Document text
Introduction
I've been building LeapRows — a browser-based CSV analysis tool that runs entirely client-side using DuckDB-WASM, with no server involved.
At some point I needed to add XLSX export. But every existing approach I tried fell apart at any meaningful scale.
I eventually landed on a solution: generate Excel-compatible XML directly via DuckDB SQL, then compress it into an XLSX file using JSZip. This post covers why I went that route and how it works.
Note: My day job is SEO, not software engineering — so please forgive any imprecise terminology. 🙏
The Problem: Exporting 1 Million Rows to XLSX in the Browser
DuckDB-WASM's Built-in XLSX Export Was Unreliable
My first attempt was DuckDB-WASM's native XLSX output (the COPY TO command via the Excel extension). It was unstable — Excel would throw "The file format or file extension is not valid" on some outputs and refuse to open the file.
I ruled it out for production use and started looking for alternatives.
JS Libraries Ran Out of Memory
Next I tried SheetJS and ExcelJS. Both worked fine on small datasets, but memory usage exploded as file size grew, and the conversion itself became painfully slow.
Testing with 1 million rows, progress would reach 95% ... and then the browser would freeze for nearly 20 seconds. After the conversion finally finished, the browser stayed sluggish — and sometimes just crashed entirely.
I Still Wanted 1 Million Rows to Work
LeapRows is built around the promise of handling 1M+ rows quickly. I didn't want to quietly cap the export at some lower limit. If Excel itself supports up to ~1,048,576 rows, I wanted LeapRows to be able to fill every one of them.
The Insight: XLSX Is Just ZIP + XML
Something that might not be obvious: an XLSX file is actually a ZIP archive containing XML files. You can verify this yourself by renaming any .xlsx file to .zip — you'll see the contents directly.

Dataset records

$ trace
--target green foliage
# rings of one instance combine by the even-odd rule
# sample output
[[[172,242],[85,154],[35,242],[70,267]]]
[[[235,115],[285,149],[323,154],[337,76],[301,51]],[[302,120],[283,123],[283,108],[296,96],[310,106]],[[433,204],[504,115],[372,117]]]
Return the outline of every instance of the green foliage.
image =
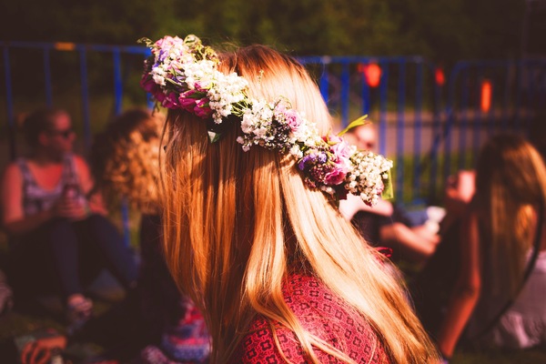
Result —
[[[524,6],[514,0],[5,3],[0,40],[135,45],[142,36],[194,33],[214,43],[264,43],[298,56],[411,54],[444,62],[517,55]]]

Required task 1
Answer these from the post on XLSX export:
(a) Which two JavaScript libraries did the author try after the built-in export?
(b) What message did Excel show when it refused to open some files?
(c) According to the text, what is an XLSX file actually made of?
Required task 2
From the post on XLSX export, copy the stretch from "Introduction" through "open the file." word for word.

Complete response 1
(a) SheetJS and ExcelJS.
(b) "The file format or file extension is not valid"
(c) A ZIP archive containing XML files.

Complete response 2
Introduction
I've been building LeapRows — a browser-based CSV analysis tool that runs entirely client-side using DuckDB-WASM, with no server involved.
At some point I needed to add XLSX export. But every existing approach I tried fell apart at any meaningful scale.
I eventually landed on a solution: generate Excel-compatible XML directly via DuckDB SQL, then compress it into an XLSX file using JSZip. This post covers why I went that route and how it works.
Note: My day job is SEO, not software engineering — so please forgive any imprecise terminology. 🙏
The Problem: Exporting 1 Million Rows to XLSX in the Browser
DuckDB-WASM's Built-in XLSX Export Was Unreliable
My first attempt was DuckDB-WASM's native XLSX output (the COPY TO command via the Excel extension). It was unstable — Excel would throw "The file format or file extension is not valid" on some outputs and refuse to open the file.